**WRITTEN REQUEST A**
In the dance essay, how often did the writer go to the dance studio during high school?
**WRITTEN REQUEST B**
Identify and copy every line of the entries that contains the string "covered". Case counts.

──────── ARTICLE

Dancing was always more than art for me…more than a hobby, too. It was my escape, my consistency. No matter what was happening in my life, I could lace up my pointe shoes, crank up the music at the studio, and let go. I could get lost in the music, the movements, and their connection. For those who have danced, I’m sure you’ve felt the same way.

During high school I spent four nights a week, plus Saturday mornings, at my dance studio and never got sick of it. I never sighed and dragged myself there. It was just the opposite - I couldn’t wait to go. I loved the girls I danced with, the ones I taught, and especially my own teachers. There’s an incredible bond that forms from working so hard together, for so long. Fixing each other’s hair for recital and competitions; picking glitter off each other’s clothes; pinning and taping parts of costumes for each other; freaking out when you can’t find a shoe or you find a run in your tights and it’s time to go on stage...these are all fond memories. I’ve heard many people remark about the friendships formed in a locker room and I feel it’s the same for dancers. Although we weren’t working together to win a game, we were working together to create a work of art.

────────────────
──────── PROVIDED INFORMATION

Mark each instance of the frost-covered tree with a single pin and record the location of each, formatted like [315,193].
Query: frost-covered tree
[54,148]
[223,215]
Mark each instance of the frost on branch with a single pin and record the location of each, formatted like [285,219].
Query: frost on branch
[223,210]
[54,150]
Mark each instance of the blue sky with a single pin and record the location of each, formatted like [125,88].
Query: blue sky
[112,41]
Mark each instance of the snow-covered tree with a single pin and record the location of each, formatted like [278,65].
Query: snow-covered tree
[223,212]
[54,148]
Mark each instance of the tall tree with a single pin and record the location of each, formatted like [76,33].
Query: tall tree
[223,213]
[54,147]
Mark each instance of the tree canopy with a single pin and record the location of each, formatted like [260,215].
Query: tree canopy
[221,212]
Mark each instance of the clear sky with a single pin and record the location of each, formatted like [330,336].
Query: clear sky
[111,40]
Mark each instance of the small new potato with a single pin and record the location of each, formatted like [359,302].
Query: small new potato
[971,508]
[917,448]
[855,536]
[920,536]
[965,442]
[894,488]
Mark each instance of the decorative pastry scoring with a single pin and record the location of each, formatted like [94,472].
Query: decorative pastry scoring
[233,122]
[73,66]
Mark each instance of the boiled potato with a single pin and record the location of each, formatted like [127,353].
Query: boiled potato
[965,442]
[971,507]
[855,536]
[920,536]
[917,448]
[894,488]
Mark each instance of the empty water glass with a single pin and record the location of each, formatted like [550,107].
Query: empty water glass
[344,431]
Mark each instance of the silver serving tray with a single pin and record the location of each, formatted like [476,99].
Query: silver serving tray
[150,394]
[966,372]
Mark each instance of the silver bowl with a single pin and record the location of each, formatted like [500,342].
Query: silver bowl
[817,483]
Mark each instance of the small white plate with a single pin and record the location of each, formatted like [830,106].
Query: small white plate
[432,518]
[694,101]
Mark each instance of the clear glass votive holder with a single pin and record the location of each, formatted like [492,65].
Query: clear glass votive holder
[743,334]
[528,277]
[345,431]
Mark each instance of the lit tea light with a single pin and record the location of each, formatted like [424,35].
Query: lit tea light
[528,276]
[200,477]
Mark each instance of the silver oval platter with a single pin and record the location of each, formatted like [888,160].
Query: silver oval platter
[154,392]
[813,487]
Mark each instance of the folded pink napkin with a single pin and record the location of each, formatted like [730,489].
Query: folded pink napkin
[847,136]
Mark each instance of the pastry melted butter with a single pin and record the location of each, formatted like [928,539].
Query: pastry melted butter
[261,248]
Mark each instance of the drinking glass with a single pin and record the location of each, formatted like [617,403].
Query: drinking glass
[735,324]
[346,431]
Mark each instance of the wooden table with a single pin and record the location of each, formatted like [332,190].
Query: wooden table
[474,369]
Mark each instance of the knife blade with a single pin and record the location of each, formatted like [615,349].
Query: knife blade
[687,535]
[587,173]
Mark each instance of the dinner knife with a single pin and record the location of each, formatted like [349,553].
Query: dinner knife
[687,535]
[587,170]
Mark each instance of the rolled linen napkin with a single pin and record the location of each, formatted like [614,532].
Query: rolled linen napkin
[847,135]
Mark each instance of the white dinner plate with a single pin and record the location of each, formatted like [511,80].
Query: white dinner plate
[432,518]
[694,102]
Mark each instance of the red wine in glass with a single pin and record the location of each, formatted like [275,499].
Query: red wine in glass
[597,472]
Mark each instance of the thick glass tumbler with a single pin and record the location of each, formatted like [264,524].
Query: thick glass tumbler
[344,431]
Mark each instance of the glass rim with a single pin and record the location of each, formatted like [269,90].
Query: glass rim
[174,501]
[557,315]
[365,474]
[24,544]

────────────────

**FULL OUTPUT A**
Four nights a week, plus Saturday mornings.

**FULL OUTPUT B**
Mark each instance of the frost-covered tree with a single pin and record the location of each, formatted like [315,193].
Query: frost-covered tree
Mark each instance of the snow-covered tree with a single pin and record the location of each, formatted like [278,65].
Query: snow-covered tree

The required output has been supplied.